======== Extract provided

Barah by Barah in theatres
Barah by Barah in theatres

Choosing Elegance Over the Exotic

The film-making in Barah by Barah is muted and effective. Most of it highlights the body language of people in a setting that pits ritual against routine. For instance, the vices of Sooraj and his father – the paan-chewing, tobacco, gutkha and alcohol – feel like habits cultivated in response to the ceremonial nature of their work. Ditto for Dubey, who frequents a local brothel – a space for the world’s oldest profession – almost in defiance of the development around them. Even Sooraj’s wife, Meena (a terrific Bhumika Dube), goes about chores in the house with such practiced pragmatism that it looks like an antidote to the town’s crumbling nostalgia. Her muscle memory is a thing of wonder in a narrative that questions the meaning of memory. 

The performances melt into the surroundings. Gyanendra Tripathi, in particular, navigates that complicated terrain between belonging and being. Sooraj’s relationship with his father is a grounded companion piece to Shubhashish Bhutiani’s Mukti Bhawan (2016) and Kanu Behl’s Titli (2014). The weaker the old man gets, the more autonomous Sooraj becomes; he even forbids him from influencing his child with mythological tales. The cinematography seems to grasp how the alleyways in Varanasi seem to expand in tandem with the size of the bodies that are carried through them. It also doesn’t oversell the normalization of death. A wedding procession is quickly followed by a top-angle shot of a dead body inching towards the Ganges on Holi; the funeral – with colours bursting through the corners of the frame – looks like a bigger celebration than the wedding. The liberation is validated by what follows: Sibling bonding, sex as an act of release, and the courage to move forward under the guise of moving on.

================
======== Supplied material

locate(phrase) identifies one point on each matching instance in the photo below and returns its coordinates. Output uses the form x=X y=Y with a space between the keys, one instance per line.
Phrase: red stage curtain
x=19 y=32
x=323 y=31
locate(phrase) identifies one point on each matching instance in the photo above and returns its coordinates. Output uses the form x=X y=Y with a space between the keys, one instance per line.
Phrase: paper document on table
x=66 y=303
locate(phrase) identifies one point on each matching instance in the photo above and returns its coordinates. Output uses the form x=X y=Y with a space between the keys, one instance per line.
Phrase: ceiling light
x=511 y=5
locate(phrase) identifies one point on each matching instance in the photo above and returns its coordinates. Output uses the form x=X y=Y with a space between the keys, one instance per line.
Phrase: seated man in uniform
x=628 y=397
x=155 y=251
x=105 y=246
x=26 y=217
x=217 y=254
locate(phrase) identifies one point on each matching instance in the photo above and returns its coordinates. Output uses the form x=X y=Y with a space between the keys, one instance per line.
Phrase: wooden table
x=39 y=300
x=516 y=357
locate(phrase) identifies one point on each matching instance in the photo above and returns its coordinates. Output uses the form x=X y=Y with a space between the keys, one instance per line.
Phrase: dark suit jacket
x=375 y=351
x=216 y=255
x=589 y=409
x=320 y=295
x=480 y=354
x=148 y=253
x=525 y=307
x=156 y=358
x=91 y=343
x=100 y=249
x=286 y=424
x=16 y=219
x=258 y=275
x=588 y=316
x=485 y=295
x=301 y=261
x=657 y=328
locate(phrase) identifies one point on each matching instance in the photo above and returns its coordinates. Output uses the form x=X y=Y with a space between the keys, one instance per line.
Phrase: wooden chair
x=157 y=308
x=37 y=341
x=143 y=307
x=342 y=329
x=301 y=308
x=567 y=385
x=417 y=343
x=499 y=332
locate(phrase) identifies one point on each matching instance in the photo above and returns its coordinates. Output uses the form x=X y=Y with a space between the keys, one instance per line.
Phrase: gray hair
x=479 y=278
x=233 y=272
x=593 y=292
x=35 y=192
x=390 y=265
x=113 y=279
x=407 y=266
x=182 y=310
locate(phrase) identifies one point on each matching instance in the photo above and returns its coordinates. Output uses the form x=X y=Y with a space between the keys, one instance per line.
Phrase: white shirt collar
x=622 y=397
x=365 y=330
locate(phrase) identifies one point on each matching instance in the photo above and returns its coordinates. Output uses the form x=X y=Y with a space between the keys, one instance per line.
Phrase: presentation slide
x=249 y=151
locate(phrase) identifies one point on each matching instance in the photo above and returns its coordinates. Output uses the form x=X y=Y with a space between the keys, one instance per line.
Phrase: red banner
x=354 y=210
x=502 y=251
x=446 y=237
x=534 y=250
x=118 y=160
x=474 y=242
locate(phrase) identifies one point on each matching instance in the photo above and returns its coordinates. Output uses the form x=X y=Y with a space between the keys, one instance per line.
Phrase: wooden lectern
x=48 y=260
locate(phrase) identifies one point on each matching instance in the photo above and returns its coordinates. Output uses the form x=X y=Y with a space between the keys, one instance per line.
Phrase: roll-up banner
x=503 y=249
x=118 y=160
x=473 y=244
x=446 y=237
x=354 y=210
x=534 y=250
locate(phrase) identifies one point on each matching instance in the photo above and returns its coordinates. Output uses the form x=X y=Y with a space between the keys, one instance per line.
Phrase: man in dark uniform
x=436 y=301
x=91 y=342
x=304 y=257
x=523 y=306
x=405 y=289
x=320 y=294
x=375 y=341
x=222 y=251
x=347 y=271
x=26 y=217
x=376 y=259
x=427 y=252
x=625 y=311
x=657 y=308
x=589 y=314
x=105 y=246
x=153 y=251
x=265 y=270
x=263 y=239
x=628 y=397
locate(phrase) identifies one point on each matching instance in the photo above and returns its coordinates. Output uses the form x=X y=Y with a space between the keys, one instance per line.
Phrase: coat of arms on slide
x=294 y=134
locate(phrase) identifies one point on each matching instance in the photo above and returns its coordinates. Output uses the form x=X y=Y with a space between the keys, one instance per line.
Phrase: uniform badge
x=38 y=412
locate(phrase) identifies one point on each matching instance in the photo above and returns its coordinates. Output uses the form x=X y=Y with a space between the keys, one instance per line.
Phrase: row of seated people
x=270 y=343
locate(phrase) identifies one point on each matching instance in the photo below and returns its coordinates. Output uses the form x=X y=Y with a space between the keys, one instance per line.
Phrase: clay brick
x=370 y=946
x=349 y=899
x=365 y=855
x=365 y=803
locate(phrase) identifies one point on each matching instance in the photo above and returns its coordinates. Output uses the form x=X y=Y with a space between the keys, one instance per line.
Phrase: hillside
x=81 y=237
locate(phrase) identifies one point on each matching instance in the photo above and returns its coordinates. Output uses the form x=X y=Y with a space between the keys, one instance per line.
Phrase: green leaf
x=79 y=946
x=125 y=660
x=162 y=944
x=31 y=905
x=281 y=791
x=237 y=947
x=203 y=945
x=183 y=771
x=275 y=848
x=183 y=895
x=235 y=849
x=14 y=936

================

### Activity 1:
According to the review of Barah by Barah, which actor plays Sooraj's wife, Meena?
### Activity 2:
Reproduce the part of the review of Barah by Barah that begins at the words "The film-making in" and stops after "meaning of memory.".
### Activity 3:
Decide whether each statement agrees with the review of Barah by Barah: (a) Meena frequents a local brothel. (b) Sooraj forbids his father from influencing his child with mythological tales. (c) The dead body is carried toward the Ganges on Diwali.
These data come from a source separate from the review of Barah by Barah.

### Solution 1:
Bhumika Dube plays Meena.

### Solution 2:
The film-making in Barah by Barah is muted and effective. Most of it highlights the body language of people in a setting that pits ritual against routine. For instance, the vices of Sooraj and his father – the paan-chewing, tobacco, gutkha and alcohol – feel like habits cultivated in response to the ceremonial nature of their work. Ditto for Dubey, who frequents a local brothel – a space for the world’s oldest profession – almost in defiance of the development around them. Even Sooraj’s wife, Meena (a terrific Bhumika Dube), goes about chores in the house with such practiced pragmatism that it looks like an antidote to the town’s crumbling nostalgia. Her muscle memory is a thing of wonder in a narrative that questions the meaning of memory.

### Solution 3:
(a) No: "Ditto for Dubey, who frequents a local brothel."
(b) Yes: "he even forbids him from influencing his child with mythological tales."
(c) No: "a dead body inching towards the Ganges on Holi."